● JOB
Below are the entries; output exactly the lines from the one containing "Where can the paper" through the final line, inclusive.

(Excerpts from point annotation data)
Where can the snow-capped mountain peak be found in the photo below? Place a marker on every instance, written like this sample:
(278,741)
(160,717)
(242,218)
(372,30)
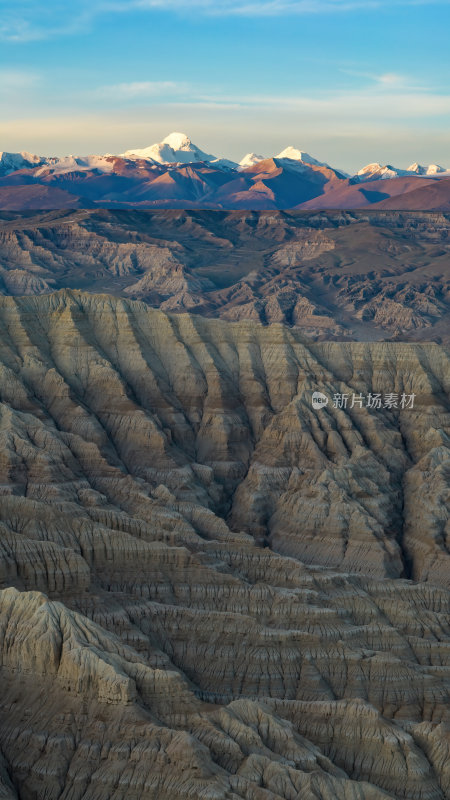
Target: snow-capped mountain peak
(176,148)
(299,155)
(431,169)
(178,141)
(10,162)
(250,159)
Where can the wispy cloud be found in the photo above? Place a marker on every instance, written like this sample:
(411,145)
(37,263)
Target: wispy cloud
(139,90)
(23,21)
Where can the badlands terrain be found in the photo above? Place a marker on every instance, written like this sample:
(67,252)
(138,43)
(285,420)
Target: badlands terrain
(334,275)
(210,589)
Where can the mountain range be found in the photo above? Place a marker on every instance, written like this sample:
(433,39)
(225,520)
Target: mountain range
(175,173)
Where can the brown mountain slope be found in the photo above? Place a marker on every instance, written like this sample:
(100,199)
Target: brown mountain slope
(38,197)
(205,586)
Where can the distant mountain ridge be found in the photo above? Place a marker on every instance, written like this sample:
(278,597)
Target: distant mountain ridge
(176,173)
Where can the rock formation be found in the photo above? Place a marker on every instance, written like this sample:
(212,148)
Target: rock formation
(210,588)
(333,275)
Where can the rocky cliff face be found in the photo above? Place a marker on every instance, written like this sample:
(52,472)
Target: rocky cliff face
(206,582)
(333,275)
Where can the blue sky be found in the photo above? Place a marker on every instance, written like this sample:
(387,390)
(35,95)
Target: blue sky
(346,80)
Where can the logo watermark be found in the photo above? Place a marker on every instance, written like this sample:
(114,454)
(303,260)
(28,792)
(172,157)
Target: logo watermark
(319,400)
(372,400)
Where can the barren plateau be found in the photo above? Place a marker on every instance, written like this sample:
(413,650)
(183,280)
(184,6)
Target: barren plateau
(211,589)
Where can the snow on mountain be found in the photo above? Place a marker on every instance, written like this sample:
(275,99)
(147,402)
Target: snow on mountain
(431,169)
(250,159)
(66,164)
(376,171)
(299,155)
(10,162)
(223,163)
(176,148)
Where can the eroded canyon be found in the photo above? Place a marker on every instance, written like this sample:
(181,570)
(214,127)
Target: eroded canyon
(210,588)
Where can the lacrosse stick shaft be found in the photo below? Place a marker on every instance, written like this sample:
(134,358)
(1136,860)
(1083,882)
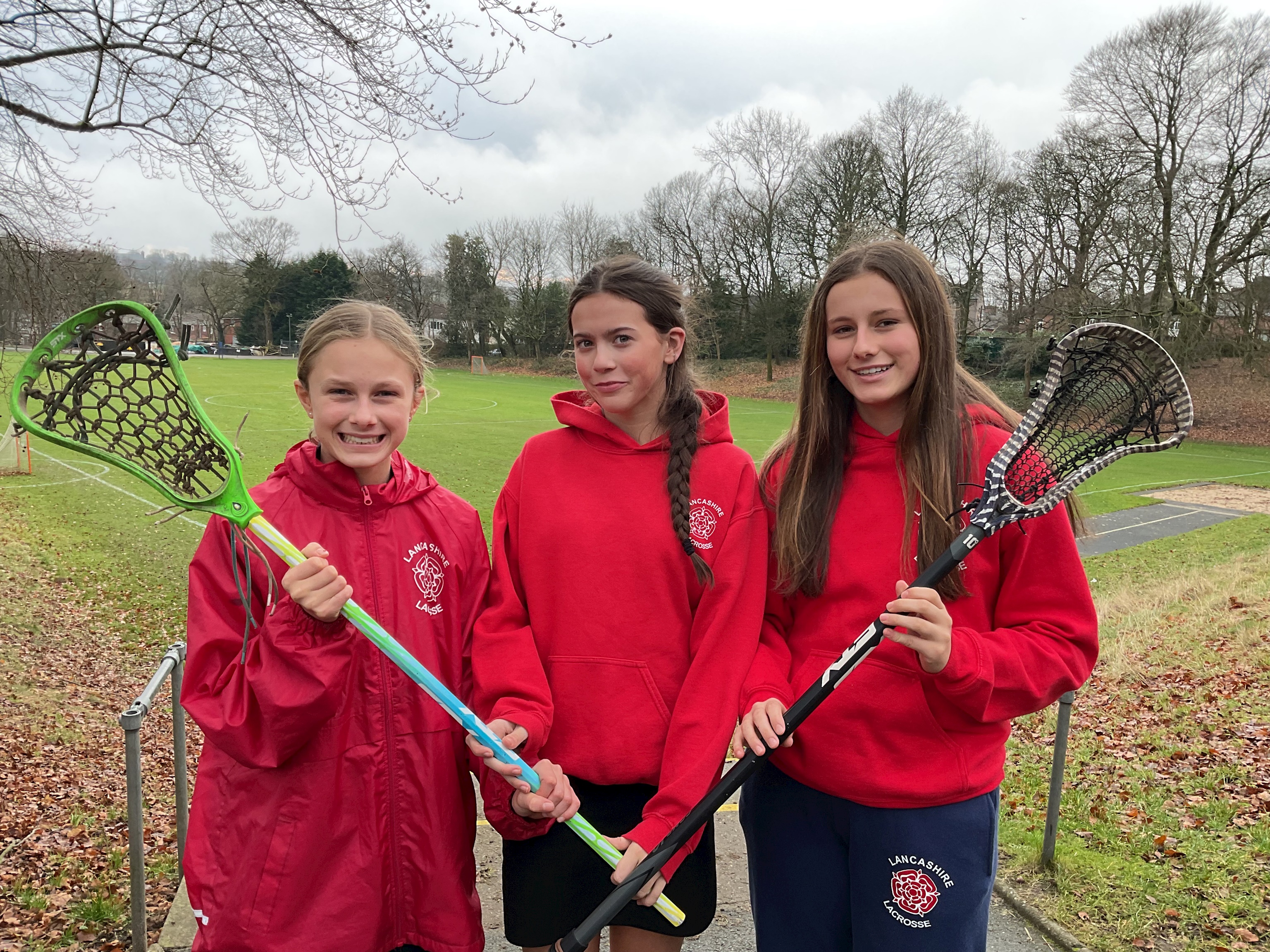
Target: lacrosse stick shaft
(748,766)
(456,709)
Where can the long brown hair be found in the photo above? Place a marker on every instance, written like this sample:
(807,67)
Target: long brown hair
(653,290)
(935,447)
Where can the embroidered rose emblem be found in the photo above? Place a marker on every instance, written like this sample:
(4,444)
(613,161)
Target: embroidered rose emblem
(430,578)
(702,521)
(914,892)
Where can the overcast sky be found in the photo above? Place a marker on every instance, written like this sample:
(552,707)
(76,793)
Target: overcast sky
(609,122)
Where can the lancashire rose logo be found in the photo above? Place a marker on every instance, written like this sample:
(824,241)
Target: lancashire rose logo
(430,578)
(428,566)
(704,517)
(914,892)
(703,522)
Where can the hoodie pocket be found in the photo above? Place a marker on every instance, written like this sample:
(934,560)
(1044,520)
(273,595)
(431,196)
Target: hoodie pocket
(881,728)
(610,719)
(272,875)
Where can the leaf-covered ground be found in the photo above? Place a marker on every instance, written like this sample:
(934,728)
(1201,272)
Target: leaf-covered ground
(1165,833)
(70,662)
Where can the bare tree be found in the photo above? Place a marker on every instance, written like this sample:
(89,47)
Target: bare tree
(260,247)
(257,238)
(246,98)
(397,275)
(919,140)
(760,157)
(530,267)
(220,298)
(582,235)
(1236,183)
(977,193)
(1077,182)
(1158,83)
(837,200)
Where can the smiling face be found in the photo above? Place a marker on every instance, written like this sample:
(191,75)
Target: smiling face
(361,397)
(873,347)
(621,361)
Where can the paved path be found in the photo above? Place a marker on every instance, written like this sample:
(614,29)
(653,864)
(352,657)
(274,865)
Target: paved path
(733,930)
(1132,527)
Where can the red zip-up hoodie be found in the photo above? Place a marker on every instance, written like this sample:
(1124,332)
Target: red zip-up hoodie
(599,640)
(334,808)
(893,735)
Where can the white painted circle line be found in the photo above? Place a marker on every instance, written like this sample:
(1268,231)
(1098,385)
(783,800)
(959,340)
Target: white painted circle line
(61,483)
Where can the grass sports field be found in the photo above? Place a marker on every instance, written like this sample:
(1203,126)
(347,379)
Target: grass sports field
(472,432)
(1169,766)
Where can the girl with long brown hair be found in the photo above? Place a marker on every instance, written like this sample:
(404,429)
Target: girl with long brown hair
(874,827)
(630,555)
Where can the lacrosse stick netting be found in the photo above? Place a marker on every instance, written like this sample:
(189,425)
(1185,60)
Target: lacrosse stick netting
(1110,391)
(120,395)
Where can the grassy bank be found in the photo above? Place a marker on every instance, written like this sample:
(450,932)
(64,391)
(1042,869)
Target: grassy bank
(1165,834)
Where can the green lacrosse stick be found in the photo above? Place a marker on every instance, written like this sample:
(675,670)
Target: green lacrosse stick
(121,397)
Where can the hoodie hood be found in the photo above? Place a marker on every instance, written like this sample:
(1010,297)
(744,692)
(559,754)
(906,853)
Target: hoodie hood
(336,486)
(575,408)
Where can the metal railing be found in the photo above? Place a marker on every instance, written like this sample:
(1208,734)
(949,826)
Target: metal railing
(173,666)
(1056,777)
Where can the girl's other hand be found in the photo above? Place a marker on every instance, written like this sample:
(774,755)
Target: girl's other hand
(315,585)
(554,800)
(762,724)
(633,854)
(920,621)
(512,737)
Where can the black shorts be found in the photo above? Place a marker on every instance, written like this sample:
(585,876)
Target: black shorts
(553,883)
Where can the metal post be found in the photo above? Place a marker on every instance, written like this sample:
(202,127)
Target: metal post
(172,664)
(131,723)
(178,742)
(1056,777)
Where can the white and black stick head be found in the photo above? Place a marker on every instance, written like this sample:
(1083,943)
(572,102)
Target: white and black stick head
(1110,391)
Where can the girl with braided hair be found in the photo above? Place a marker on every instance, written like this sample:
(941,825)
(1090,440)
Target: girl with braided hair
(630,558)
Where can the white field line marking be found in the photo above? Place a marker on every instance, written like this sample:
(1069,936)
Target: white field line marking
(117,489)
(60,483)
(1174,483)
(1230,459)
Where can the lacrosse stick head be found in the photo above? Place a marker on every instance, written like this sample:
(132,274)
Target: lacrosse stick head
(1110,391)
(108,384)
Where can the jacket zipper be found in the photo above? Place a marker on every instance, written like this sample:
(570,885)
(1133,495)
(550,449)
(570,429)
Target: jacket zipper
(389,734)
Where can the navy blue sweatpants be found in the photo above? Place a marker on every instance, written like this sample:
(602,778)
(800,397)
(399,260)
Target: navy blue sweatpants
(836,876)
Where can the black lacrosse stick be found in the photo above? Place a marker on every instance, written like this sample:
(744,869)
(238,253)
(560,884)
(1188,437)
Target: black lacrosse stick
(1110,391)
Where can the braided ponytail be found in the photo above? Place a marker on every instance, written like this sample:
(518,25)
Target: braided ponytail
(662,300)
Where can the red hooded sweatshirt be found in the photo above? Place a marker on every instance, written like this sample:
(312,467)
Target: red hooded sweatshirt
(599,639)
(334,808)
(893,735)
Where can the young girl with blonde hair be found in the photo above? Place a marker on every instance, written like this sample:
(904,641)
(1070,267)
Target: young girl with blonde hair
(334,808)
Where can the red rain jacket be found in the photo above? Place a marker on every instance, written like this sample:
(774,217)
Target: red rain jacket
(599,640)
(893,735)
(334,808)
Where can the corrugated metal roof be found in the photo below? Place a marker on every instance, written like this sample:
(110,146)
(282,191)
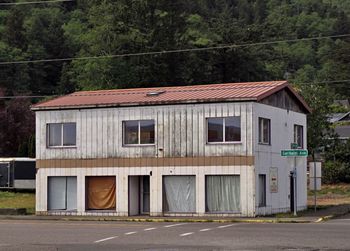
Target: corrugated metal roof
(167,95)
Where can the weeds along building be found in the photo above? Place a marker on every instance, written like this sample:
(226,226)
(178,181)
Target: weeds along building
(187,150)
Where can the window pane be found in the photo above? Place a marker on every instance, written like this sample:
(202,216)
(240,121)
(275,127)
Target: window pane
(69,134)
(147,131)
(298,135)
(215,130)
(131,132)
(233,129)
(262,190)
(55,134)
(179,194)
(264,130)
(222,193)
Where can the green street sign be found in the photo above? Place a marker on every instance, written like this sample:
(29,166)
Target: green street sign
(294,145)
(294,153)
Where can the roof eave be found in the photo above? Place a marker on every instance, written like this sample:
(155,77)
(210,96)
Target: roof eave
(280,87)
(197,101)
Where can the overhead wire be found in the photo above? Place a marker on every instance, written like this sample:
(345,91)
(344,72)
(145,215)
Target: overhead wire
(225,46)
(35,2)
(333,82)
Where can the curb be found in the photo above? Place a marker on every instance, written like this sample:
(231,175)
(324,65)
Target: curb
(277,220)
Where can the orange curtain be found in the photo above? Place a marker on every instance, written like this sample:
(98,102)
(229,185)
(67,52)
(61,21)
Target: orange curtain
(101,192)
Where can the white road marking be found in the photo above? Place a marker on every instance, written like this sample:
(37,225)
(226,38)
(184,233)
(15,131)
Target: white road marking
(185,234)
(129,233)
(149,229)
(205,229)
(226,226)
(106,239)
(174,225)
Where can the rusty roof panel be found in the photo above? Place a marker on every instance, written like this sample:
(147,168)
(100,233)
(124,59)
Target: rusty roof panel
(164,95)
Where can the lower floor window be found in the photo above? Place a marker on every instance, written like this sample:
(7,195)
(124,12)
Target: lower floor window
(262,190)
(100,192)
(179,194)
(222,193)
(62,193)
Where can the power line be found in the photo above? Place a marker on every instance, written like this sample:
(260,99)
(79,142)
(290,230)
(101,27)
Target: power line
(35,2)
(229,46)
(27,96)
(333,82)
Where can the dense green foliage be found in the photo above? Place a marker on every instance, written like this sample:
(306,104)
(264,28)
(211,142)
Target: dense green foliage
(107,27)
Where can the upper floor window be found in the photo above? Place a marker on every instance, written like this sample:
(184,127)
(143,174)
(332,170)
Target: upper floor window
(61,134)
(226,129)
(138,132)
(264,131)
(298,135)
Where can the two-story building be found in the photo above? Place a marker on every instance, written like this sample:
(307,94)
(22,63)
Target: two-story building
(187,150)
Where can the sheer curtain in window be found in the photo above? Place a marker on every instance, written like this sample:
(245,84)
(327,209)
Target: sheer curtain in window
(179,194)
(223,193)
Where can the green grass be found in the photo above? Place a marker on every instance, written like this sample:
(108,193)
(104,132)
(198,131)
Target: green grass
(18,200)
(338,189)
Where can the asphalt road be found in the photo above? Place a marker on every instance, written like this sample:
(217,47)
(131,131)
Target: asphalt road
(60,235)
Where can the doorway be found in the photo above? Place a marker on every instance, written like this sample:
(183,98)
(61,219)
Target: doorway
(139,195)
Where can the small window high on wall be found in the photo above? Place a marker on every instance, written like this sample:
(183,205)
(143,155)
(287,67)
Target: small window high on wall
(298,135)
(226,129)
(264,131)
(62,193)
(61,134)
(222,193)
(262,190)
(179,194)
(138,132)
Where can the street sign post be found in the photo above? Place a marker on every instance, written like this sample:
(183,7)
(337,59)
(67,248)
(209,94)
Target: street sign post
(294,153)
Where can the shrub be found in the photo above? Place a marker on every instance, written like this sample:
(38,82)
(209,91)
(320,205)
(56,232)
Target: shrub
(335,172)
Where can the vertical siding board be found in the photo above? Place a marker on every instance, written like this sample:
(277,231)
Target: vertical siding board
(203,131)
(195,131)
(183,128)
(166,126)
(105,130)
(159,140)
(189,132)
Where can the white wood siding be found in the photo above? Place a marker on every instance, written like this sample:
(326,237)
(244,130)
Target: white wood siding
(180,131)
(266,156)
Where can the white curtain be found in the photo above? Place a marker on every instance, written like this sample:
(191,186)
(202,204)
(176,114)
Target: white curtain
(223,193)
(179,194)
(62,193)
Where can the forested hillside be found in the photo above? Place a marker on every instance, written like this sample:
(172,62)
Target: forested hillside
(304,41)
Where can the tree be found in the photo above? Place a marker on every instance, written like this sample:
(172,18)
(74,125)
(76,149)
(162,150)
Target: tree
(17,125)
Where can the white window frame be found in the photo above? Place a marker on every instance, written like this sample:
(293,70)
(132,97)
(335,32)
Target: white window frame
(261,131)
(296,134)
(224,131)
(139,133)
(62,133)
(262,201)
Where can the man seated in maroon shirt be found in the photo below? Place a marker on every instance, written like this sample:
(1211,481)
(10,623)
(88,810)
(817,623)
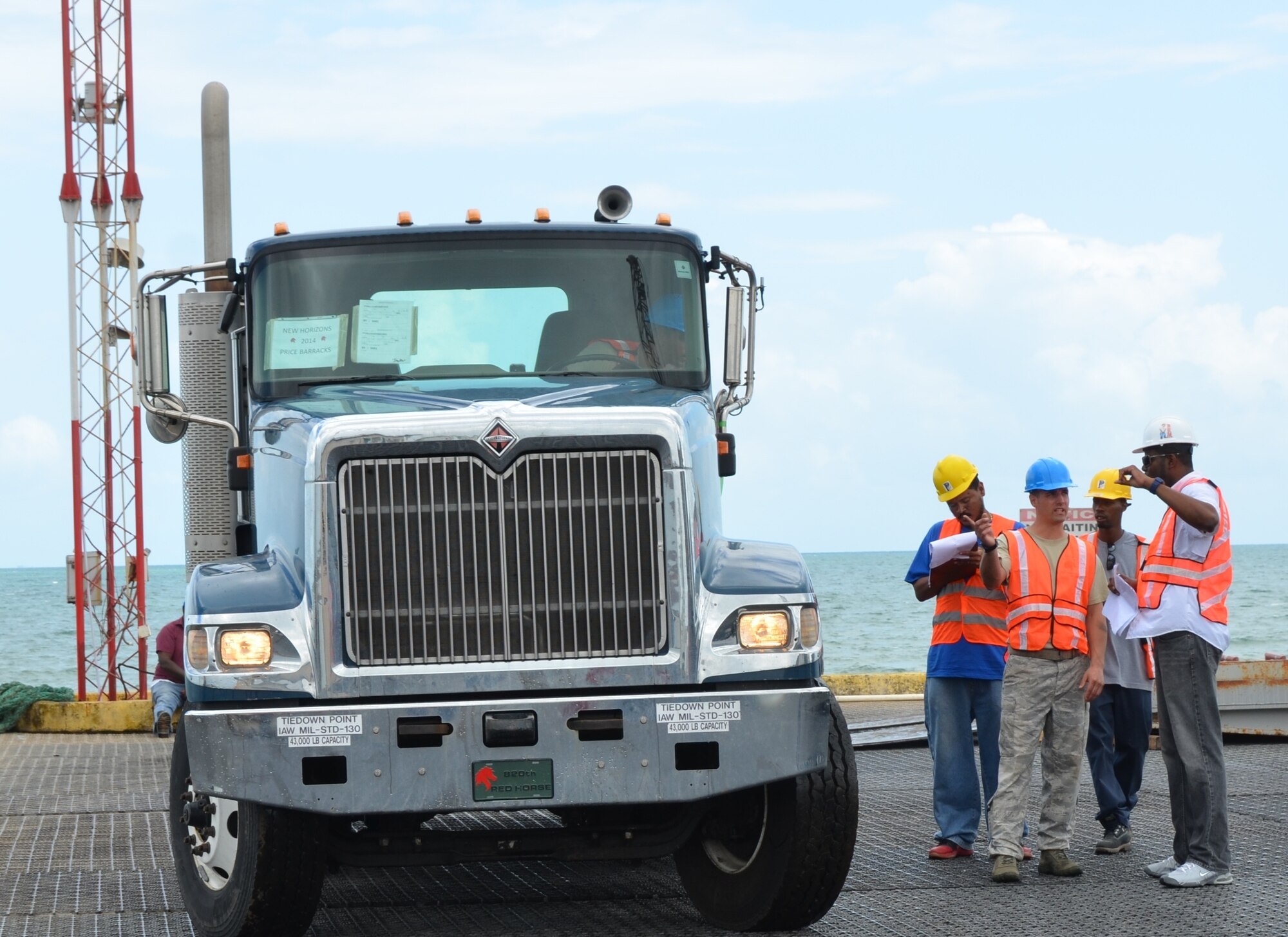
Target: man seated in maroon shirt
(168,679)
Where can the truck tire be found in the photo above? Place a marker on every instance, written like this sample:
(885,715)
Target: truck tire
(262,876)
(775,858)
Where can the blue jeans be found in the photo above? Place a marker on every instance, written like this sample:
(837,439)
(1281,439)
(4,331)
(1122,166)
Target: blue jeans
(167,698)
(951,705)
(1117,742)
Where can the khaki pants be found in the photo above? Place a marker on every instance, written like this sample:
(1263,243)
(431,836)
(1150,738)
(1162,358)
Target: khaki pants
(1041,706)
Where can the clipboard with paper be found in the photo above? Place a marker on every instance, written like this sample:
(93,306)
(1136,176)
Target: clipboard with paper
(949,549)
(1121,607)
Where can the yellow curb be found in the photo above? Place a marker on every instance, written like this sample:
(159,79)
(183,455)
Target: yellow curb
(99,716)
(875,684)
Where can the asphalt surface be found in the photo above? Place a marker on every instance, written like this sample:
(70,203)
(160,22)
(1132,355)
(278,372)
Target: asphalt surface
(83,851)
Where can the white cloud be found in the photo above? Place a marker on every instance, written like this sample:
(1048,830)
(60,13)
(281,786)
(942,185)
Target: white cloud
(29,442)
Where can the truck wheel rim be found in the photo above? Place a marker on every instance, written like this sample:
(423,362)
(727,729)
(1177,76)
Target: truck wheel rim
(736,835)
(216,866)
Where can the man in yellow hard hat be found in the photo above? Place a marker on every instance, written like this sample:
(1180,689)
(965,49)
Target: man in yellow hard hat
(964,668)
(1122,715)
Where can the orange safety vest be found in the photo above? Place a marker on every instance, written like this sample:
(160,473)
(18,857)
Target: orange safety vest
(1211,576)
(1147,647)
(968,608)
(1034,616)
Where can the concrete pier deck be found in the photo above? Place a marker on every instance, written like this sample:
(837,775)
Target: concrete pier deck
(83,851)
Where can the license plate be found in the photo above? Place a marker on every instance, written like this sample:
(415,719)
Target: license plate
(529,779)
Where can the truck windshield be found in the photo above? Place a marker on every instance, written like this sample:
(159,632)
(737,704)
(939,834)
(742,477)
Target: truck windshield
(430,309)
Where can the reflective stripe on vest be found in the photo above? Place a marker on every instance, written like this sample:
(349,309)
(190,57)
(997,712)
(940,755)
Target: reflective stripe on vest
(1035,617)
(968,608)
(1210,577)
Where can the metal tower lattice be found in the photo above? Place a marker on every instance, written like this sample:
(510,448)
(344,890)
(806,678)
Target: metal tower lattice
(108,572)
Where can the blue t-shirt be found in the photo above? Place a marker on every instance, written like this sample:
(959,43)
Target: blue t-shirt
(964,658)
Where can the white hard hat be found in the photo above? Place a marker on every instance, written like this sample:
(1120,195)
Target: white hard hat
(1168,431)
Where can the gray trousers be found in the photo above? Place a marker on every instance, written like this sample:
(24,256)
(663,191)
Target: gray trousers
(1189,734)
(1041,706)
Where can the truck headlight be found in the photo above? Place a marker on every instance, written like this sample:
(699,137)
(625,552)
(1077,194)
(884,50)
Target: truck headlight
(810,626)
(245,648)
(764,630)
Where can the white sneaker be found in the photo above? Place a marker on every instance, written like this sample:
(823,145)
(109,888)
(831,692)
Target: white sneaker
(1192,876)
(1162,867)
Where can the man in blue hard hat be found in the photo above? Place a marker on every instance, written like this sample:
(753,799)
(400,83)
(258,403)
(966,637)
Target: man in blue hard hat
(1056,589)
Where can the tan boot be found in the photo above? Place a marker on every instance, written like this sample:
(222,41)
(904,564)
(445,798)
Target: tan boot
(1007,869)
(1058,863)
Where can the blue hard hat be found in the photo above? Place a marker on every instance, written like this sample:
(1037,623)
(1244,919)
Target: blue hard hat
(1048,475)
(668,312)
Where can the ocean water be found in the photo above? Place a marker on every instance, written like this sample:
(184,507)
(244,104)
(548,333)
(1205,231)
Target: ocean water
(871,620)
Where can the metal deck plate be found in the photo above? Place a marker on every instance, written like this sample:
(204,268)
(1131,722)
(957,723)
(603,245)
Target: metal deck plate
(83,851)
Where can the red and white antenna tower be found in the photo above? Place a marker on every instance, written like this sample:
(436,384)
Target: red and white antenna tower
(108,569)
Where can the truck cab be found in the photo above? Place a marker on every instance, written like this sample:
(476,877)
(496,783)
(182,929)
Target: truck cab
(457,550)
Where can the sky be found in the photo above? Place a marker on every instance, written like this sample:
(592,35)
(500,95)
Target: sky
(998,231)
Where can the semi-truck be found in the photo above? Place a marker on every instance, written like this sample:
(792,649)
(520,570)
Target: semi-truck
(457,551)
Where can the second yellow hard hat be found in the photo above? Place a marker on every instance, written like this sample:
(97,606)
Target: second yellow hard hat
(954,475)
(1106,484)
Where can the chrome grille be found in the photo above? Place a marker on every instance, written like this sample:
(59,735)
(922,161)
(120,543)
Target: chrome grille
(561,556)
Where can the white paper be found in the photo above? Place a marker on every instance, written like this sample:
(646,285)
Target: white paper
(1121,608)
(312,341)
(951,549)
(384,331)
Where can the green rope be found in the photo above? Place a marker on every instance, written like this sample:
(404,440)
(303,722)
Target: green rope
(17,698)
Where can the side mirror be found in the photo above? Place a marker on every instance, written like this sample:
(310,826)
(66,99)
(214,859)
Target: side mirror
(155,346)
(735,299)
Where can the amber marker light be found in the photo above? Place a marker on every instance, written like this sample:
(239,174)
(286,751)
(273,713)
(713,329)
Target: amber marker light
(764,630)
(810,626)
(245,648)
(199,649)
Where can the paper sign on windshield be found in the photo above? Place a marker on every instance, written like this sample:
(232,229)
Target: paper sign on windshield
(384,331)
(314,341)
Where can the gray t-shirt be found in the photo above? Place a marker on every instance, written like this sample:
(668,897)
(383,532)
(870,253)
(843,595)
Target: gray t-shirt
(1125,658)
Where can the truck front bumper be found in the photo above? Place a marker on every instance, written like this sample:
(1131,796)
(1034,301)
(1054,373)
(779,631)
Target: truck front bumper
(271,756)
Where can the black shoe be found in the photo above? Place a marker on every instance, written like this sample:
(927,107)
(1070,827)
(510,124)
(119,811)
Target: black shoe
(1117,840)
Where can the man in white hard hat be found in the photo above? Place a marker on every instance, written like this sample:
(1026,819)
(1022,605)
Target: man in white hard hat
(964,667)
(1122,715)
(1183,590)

● THE OUTPUT
Where can the paper sign on windshield be found in the photo above? Place a marker on every instance, written like this sample:
(232,229)
Target: paper sign on windshield
(384,331)
(314,341)
Where can the gray t-shirt be found in the photo above? Place a marker on every instance, written like this sample:
(668,897)
(383,532)
(870,253)
(843,595)
Target: gray t-shirt
(1125,658)
Where can the truck front bumper be found in the photo above? Place a marker on every instance, written like this sample:
(1131,796)
(1034,301)
(1054,373)
(779,631)
Target: truck front bumper
(271,756)
Where can the black shoe be found in the photo above? Place a marker on every instance, written like this sample:
(927,107)
(1070,827)
(510,124)
(119,811)
Target: black shoe
(1117,840)
Where can the man in white hard hat be found in the photo above? Place a marker on every instance, written like this sample:
(1026,819)
(1022,605)
Target: man in white hard hat
(964,667)
(1122,715)
(1183,590)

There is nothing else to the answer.